Work to do ::
Retype the records below exactly as they appear.

Items ::
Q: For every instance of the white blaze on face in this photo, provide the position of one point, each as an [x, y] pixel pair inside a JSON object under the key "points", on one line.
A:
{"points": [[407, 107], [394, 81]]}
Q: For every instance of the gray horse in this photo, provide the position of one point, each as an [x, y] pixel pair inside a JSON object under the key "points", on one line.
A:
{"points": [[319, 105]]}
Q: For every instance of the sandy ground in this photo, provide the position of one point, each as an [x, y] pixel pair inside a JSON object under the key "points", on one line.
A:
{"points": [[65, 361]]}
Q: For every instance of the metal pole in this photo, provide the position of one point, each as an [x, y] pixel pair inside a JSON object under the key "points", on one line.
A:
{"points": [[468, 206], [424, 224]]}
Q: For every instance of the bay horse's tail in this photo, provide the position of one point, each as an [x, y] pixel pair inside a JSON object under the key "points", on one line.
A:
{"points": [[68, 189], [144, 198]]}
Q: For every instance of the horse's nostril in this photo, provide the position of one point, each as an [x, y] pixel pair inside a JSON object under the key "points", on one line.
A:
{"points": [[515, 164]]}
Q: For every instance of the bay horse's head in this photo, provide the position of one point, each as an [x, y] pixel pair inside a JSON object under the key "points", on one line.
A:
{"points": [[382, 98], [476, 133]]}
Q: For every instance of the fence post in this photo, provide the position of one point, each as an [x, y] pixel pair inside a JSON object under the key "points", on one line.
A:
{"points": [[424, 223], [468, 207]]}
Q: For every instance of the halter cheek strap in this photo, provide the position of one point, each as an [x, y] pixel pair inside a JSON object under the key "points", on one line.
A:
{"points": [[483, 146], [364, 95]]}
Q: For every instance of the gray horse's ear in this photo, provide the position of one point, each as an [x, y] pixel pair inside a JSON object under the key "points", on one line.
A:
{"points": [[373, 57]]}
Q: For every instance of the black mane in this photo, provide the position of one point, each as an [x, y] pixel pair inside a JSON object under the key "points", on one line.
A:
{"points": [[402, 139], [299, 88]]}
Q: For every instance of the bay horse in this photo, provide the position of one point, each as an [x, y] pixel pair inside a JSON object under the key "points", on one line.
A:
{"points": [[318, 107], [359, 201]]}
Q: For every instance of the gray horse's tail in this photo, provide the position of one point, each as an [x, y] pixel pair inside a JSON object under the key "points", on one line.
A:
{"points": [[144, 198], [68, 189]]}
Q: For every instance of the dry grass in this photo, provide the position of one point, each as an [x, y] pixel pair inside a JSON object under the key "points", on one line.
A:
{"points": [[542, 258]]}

The response ::
Q: For every instance of the white blaze on face in this photo, provide the position of one point, each as an [x, y] pixel pair inside a JSON object under the key "points", on one line.
A:
{"points": [[407, 107], [394, 81]]}
Q: For every instance of the gray horse in this photo, provide the position of one point, each as an [x, y] pixel pair inside a JSON object under the key "points", on one line.
A:
{"points": [[319, 105]]}
Q: For every instance of the sandy ground in this photo, provide the position of one point, each as an [x, y] pixel pair inside a JSON object under the key "points", on one line.
A:
{"points": [[65, 361]]}
Q: For every instance of the metal pole in this photo, provide the position of one point, each as an [x, y] pixel pair inside a JSON object under the key "points", on one line.
A:
{"points": [[468, 206], [424, 224]]}
Q: For every instance of the bay horse's tail in this photo, provide the position of one point, each as an [x, y] pixel pair inside a JSON object under the key "points", on one line.
A:
{"points": [[68, 189], [144, 198]]}
Q: For every instance of the horse's nostril in this photo, provide the position of one point, each as an [x, y] pixel pair inside a JSON object under the key "points", on one line.
A:
{"points": [[515, 164]]}
Q: For every instance of the bay horse's head in this photo, provide the position of one point, each as an [x, y] pixel pair inside a JSON object under the key "points", on one line.
A:
{"points": [[382, 98], [476, 133]]}
Q: For every instance of the fence post in this photo, provide the position of one point, each as an [x, y] pixel pair inside a JSON object under the key "points", on one line.
A:
{"points": [[424, 223], [468, 207]]}
Q: For every instance of the halter cheek strap in this photo, provide the position of one point, each as an [x, y] pixel pair inside a JSON object under the key "points", on one line.
A:
{"points": [[483, 146], [364, 95]]}
Q: For every instance of the gray horse's ear in this photo, provide the position of one point, each as an [x, y] pixel pair inside a JSON object under the key "points", on one line.
A:
{"points": [[373, 57]]}
Q: For every instance of the black mane in this photo, provide the position of one point, each as an [x, y] pixel pair inside a JSON object under the key "points", on one line.
A:
{"points": [[402, 139], [299, 88]]}
Q: For every instance of the bay horse in this photo, provide the position of one point, each as an [x, y] pixel pair inside a JSON object under the key "points", on one line.
A:
{"points": [[318, 107], [359, 201]]}
Q: For every instance of the gray horse's tail in this photo, provide the position of one point, each as an [x, y] pixel pair inside a JSON object under the key "points", on one line.
A:
{"points": [[144, 198], [68, 189]]}
Q: For every instance of the dry grass in this photo, provide the position of one point, each as an [x, y] pixel pair inside a JSON object under the key "points", on one line.
A:
{"points": [[542, 258]]}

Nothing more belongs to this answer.